# SUPPLIED TEXT
┄┄┄┄┄┄

On Fear

I’ve become obsessed with mortality. I keep thinking, I’m thirty-one and repeating that as if it’s eighty-one and it’s so monumental a number, I can’t imagine how I’ve gotten to this place. What is it about rounding the corner from thirty that’s getting under my skin? Is it the biological clock thing, the idea that even if I’m not dying, something inside me is? Or is it the fact that I haven’t become anything yet? The fact that when I look at my parents now, I can see how they aren’t young anymore. And I worry about what they hoped I would be at this point, for them. Then I think that it’s that “fear of failure” I professed at the beginning of my very first workshop in Squaw Valley that is at the heart of all this crap. And do I think aging is failing, because you aren’t supposed to age if you’ve figured it all out, if you’ve become the person you were meant to become?

And who is that? Mother, wife, author, leader, actualized adult? A better Indian? A better daughter? A writer who’s had actual, tangible, society-approved success? What if I never become that person, does that mean I did actually fail, because I let the years pass by and nothing ever became of them?

┄┄┄┄┄┄

# INFORMATION PROVIDED
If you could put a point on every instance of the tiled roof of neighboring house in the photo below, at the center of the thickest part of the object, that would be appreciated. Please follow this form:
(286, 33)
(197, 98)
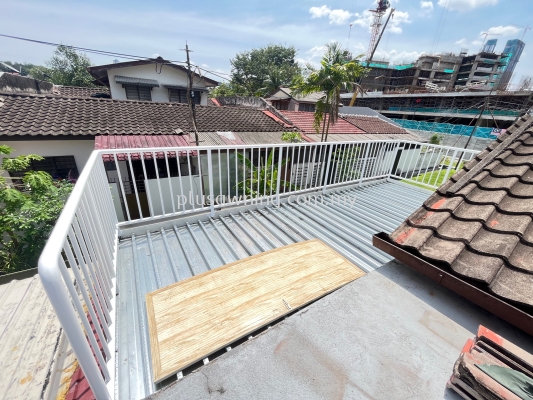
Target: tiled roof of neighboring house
(51, 115)
(479, 224)
(286, 93)
(343, 137)
(304, 122)
(99, 72)
(116, 142)
(76, 91)
(372, 124)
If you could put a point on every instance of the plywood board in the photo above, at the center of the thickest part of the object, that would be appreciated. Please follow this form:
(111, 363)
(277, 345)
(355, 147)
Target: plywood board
(193, 318)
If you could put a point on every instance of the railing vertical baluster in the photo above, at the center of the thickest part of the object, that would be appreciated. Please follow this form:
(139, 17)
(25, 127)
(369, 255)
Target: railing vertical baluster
(272, 172)
(328, 162)
(105, 260)
(115, 156)
(191, 191)
(210, 177)
(393, 159)
(147, 186)
(219, 174)
(81, 313)
(278, 183)
(365, 160)
(170, 183)
(450, 166)
(229, 176)
(90, 308)
(306, 167)
(134, 180)
(91, 271)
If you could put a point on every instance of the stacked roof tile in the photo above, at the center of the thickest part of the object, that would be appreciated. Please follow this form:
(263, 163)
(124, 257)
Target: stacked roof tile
(52, 115)
(479, 224)
(304, 122)
(373, 124)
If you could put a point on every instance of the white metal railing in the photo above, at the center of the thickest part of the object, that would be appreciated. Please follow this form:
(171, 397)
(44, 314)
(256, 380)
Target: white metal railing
(429, 166)
(118, 188)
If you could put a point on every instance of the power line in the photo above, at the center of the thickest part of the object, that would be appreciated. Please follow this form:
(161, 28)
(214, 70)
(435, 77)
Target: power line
(110, 53)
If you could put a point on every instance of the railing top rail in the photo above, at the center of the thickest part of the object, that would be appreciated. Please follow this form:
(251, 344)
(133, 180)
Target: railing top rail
(259, 146)
(54, 245)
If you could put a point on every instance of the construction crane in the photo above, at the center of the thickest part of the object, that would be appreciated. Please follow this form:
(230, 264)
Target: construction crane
(375, 37)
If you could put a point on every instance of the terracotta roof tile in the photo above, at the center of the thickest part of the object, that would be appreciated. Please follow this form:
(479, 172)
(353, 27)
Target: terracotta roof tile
(372, 124)
(304, 122)
(480, 223)
(53, 115)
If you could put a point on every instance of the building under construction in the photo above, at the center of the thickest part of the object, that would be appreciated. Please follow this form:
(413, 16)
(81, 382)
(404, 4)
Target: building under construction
(447, 72)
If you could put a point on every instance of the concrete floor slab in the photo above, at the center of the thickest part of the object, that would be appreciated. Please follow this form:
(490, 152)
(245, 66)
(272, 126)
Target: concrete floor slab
(392, 334)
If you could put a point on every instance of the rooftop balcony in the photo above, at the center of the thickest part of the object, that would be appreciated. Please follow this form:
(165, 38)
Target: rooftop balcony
(142, 219)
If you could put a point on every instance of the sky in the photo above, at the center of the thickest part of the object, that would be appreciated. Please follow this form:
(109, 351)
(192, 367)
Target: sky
(217, 30)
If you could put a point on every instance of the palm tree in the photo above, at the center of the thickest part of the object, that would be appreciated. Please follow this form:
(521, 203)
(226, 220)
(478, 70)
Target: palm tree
(336, 73)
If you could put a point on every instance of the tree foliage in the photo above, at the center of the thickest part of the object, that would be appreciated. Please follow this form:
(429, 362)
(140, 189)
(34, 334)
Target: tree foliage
(291, 137)
(67, 67)
(435, 139)
(260, 71)
(23, 68)
(263, 179)
(30, 203)
(336, 73)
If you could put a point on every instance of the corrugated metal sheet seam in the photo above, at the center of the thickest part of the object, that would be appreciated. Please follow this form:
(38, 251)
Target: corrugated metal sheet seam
(160, 258)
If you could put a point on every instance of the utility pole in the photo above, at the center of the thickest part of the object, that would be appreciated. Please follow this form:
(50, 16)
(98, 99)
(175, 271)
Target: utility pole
(190, 96)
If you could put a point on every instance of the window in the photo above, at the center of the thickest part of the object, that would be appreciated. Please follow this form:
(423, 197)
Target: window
(306, 107)
(281, 105)
(61, 167)
(134, 92)
(180, 96)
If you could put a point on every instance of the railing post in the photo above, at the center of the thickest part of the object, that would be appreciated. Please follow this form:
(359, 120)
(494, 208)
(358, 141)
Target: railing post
(394, 155)
(364, 164)
(57, 293)
(279, 175)
(210, 177)
(327, 169)
(449, 167)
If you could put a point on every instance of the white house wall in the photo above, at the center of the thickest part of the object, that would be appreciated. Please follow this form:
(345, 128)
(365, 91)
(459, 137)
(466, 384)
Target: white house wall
(167, 76)
(80, 149)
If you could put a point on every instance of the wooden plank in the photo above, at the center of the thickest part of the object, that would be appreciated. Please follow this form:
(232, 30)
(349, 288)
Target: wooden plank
(193, 318)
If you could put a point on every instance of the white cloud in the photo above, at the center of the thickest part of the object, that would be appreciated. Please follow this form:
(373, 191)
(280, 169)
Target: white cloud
(318, 12)
(426, 5)
(339, 17)
(365, 19)
(503, 30)
(464, 5)
(336, 17)
(316, 51)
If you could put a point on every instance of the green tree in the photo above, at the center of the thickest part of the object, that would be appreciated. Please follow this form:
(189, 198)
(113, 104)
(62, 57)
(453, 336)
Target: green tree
(291, 137)
(67, 67)
(260, 71)
(263, 179)
(23, 68)
(336, 73)
(30, 203)
(435, 139)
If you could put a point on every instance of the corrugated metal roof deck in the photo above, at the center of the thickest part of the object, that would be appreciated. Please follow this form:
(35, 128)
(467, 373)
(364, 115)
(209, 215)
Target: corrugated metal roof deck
(160, 258)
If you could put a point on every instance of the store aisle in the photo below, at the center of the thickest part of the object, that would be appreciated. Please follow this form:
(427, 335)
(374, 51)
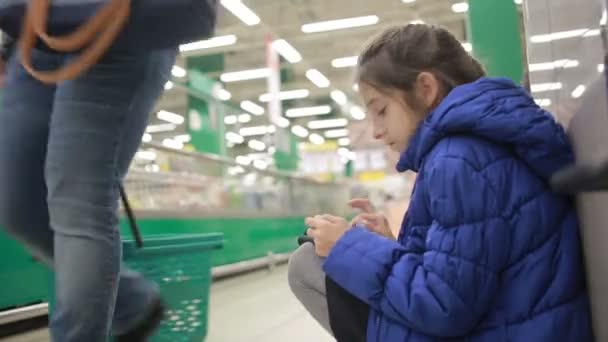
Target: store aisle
(256, 307)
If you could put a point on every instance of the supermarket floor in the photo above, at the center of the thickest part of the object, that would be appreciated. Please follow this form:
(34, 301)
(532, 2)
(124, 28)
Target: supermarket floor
(256, 307)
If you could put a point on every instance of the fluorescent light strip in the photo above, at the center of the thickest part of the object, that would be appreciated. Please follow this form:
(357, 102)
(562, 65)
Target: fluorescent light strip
(178, 71)
(546, 38)
(244, 118)
(316, 139)
(287, 51)
(543, 102)
(299, 131)
(340, 24)
(542, 87)
(170, 117)
(254, 130)
(209, 43)
(344, 141)
(223, 94)
(286, 95)
(241, 11)
(170, 143)
(336, 133)
(160, 128)
(252, 107)
(468, 47)
(578, 91)
(559, 64)
(231, 119)
(245, 75)
(331, 123)
(339, 97)
(317, 78)
(308, 111)
(345, 62)
(357, 113)
(460, 7)
(235, 138)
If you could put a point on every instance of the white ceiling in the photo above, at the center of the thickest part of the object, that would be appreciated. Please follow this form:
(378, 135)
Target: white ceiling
(283, 19)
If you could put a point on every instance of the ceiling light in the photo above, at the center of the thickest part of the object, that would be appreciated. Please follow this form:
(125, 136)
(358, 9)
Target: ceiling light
(282, 122)
(178, 71)
(286, 95)
(287, 51)
(241, 11)
(260, 164)
(170, 143)
(184, 138)
(317, 78)
(468, 47)
(254, 130)
(209, 43)
(343, 141)
(545, 38)
(357, 113)
(339, 97)
(230, 119)
(316, 139)
(256, 145)
(542, 87)
(245, 75)
(146, 155)
(243, 160)
(299, 131)
(578, 91)
(234, 138)
(543, 102)
(340, 24)
(331, 123)
(345, 62)
(170, 117)
(223, 94)
(460, 7)
(244, 118)
(336, 133)
(252, 107)
(160, 128)
(559, 64)
(308, 111)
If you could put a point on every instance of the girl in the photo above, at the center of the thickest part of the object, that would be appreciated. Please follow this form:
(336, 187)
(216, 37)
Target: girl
(486, 252)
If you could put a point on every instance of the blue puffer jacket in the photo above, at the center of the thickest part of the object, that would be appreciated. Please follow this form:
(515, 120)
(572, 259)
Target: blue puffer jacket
(486, 252)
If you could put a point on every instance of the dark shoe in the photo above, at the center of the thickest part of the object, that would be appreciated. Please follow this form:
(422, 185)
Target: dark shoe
(147, 327)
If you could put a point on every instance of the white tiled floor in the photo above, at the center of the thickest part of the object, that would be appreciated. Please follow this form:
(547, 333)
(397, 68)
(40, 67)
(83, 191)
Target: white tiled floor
(256, 307)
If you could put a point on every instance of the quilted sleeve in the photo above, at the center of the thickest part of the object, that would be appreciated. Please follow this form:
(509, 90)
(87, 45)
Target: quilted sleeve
(446, 289)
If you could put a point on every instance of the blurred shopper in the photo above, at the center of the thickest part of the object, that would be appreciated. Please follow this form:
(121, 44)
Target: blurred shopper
(486, 252)
(66, 145)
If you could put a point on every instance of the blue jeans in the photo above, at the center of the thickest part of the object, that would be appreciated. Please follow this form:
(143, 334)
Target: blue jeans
(63, 151)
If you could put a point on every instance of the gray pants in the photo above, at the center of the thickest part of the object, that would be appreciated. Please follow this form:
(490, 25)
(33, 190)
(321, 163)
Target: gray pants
(307, 282)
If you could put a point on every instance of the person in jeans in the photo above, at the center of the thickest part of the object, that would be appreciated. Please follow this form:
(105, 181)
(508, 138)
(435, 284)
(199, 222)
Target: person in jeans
(487, 251)
(64, 149)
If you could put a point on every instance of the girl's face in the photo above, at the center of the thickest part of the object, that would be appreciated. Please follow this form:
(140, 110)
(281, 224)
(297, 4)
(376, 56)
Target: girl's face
(394, 120)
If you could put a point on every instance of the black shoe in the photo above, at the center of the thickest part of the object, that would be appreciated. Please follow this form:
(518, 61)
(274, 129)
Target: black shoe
(147, 327)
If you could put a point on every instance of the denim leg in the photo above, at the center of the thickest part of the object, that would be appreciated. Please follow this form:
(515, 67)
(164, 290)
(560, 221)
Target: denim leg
(24, 136)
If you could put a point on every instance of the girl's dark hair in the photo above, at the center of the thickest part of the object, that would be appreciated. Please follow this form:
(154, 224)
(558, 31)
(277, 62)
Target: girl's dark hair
(396, 57)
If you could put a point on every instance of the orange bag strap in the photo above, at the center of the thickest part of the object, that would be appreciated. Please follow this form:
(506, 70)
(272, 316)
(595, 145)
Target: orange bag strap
(96, 34)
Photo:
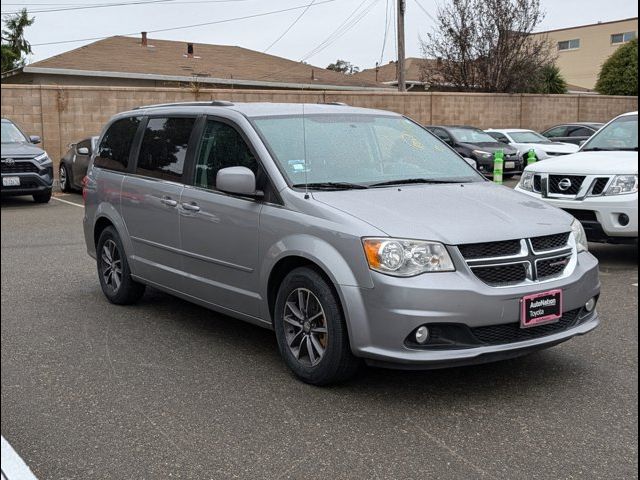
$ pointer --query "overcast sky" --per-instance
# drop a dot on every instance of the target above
(361, 43)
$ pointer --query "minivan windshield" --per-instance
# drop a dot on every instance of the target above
(529, 137)
(344, 151)
(471, 135)
(12, 134)
(620, 134)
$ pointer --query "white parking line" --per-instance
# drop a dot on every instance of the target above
(13, 467)
(68, 202)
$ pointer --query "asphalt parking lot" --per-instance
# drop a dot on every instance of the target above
(166, 389)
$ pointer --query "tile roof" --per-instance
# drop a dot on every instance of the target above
(169, 58)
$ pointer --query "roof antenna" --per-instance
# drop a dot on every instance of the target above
(304, 143)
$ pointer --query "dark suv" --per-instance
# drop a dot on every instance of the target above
(478, 145)
(26, 169)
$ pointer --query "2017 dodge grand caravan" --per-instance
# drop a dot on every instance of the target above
(355, 234)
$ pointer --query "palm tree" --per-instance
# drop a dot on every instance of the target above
(14, 44)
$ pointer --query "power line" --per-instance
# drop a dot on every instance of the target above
(216, 22)
(289, 27)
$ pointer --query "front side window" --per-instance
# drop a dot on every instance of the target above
(12, 134)
(164, 147)
(115, 147)
(569, 44)
(621, 134)
(221, 147)
(358, 149)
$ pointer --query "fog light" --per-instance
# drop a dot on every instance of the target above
(623, 219)
(422, 335)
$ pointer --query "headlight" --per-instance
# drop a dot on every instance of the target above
(526, 181)
(623, 184)
(42, 158)
(580, 236)
(406, 258)
(482, 154)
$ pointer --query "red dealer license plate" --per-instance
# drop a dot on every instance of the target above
(541, 308)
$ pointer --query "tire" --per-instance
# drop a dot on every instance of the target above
(113, 270)
(297, 332)
(65, 178)
(43, 197)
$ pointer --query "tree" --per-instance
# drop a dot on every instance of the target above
(343, 66)
(14, 44)
(619, 74)
(550, 81)
(487, 45)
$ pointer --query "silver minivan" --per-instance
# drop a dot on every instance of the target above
(356, 235)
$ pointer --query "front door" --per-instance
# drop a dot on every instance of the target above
(150, 200)
(219, 231)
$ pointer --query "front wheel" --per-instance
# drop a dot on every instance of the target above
(113, 270)
(311, 330)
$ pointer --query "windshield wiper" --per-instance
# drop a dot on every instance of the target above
(331, 186)
(408, 181)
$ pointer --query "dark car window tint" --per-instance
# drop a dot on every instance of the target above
(114, 149)
(221, 147)
(580, 132)
(164, 147)
(555, 132)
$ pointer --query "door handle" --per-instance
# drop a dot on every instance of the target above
(168, 201)
(190, 207)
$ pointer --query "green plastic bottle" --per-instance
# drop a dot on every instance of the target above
(498, 166)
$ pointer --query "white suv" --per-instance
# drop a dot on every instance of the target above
(598, 185)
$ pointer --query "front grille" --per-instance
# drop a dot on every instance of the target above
(512, 332)
(552, 267)
(473, 251)
(573, 189)
(599, 186)
(502, 275)
(583, 215)
(19, 167)
(550, 242)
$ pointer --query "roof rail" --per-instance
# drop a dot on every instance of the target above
(210, 103)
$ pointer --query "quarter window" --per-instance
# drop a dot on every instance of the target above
(115, 147)
(221, 147)
(164, 147)
(569, 44)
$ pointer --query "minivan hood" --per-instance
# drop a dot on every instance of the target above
(590, 163)
(453, 214)
(24, 150)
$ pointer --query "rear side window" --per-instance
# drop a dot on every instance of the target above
(113, 151)
(164, 147)
(221, 147)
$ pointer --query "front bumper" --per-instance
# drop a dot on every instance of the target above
(30, 183)
(381, 319)
(600, 215)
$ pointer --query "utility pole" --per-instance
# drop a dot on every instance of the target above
(402, 86)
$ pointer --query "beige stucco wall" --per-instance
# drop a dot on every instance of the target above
(581, 66)
(64, 114)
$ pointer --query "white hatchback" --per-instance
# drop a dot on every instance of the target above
(598, 185)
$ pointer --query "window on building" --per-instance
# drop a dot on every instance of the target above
(569, 44)
(622, 37)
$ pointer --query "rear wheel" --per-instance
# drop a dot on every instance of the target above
(65, 179)
(113, 270)
(42, 197)
(311, 330)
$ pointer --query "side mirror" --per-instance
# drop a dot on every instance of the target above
(237, 180)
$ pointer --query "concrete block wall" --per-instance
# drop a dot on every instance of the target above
(65, 114)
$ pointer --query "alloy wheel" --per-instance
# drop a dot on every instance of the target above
(305, 327)
(111, 265)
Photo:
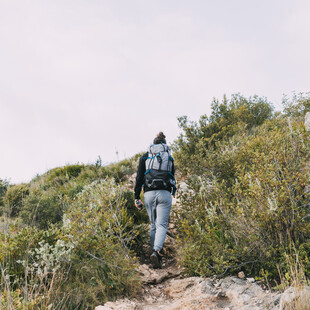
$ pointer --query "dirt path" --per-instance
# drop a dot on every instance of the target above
(168, 288)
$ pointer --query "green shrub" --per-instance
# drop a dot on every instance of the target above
(43, 207)
(250, 204)
(14, 198)
(83, 263)
(297, 105)
(4, 184)
(103, 235)
(228, 118)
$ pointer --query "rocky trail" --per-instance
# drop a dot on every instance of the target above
(168, 288)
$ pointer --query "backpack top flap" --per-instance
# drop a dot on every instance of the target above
(159, 158)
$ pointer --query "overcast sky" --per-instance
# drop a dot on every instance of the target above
(82, 78)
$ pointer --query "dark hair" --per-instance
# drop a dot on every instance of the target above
(160, 138)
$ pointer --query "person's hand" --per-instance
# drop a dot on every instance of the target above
(139, 204)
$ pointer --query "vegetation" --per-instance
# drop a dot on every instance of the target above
(71, 237)
(247, 202)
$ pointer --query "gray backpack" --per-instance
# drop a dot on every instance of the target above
(158, 168)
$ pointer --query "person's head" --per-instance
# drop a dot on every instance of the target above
(160, 138)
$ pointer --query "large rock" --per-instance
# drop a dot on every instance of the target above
(196, 293)
(295, 298)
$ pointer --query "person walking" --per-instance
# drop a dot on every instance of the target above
(156, 175)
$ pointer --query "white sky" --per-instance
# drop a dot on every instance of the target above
(82, 78)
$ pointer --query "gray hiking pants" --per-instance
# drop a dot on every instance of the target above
(158, 206)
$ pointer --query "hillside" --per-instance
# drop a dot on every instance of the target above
(72, 238)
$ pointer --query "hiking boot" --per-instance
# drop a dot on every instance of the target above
(156, 259)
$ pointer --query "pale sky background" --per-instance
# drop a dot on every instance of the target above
(82, 78)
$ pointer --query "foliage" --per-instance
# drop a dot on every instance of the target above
(297, 105)
(84, 262)
(4, 184)
(43, 207)
(14, 198)
(228, 118)
(248, 202)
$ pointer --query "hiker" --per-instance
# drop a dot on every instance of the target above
(156, 175)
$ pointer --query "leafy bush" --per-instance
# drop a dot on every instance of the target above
(14, 198)
(228, 118)
(297, 105)
(79, 265)
(43, 207)
(249, 203)
(4, 184)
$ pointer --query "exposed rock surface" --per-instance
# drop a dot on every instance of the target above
(197, 294)
(167, 289)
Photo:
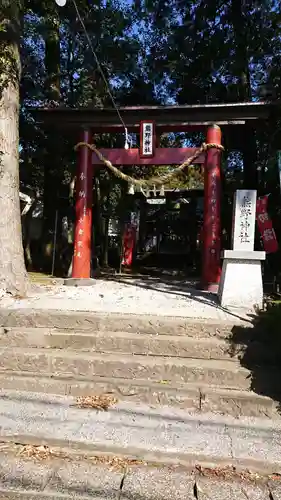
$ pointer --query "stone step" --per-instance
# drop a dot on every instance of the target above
(163, 435)
(98, 322)
(133, 343)
(109, 477)
(228, 374)
(191, 397)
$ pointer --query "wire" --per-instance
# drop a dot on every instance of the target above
(102, 74)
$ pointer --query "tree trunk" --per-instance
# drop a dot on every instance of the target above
(13, 276)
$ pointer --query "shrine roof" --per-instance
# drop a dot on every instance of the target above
(168, 118)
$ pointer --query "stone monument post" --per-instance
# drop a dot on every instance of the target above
(241, 281)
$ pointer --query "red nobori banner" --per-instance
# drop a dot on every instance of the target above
(129, 240)
(265, 226)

┄┄┄┄┄┄

# DIRECTIONS FOR THIS TASK
Could you continue the essay on fear from its final sentence? The entries aren't needed for this.

# WRITTEN RESPONSE
Fear of failure, fear of dying, fear of wrinkles, fear of breaking my hip, is it all the same? Fear of being incapacitated against the potential that I could still have? Is this why when I see anyone younger than twenty-five, I lecture them about the opportunities they need to seize, the courage they need to have to conquer the things I was too shy or scared to conquer? Is this why, I’ve started to sound like an old lady, sharing lessons of the past that almost start with the phrase “In my day” but most often come out like, “Go to the party now because later, you won’t be able to and you’ll regret it”?

Regret, the fucking word. Is that the real thing here? If I was capable of living in the moment, without any sense of regret, would I feel fear the same way, or would I just be living, doing my best?

I’m asking a lot of questions, because I don’t know the answers. I just have fear.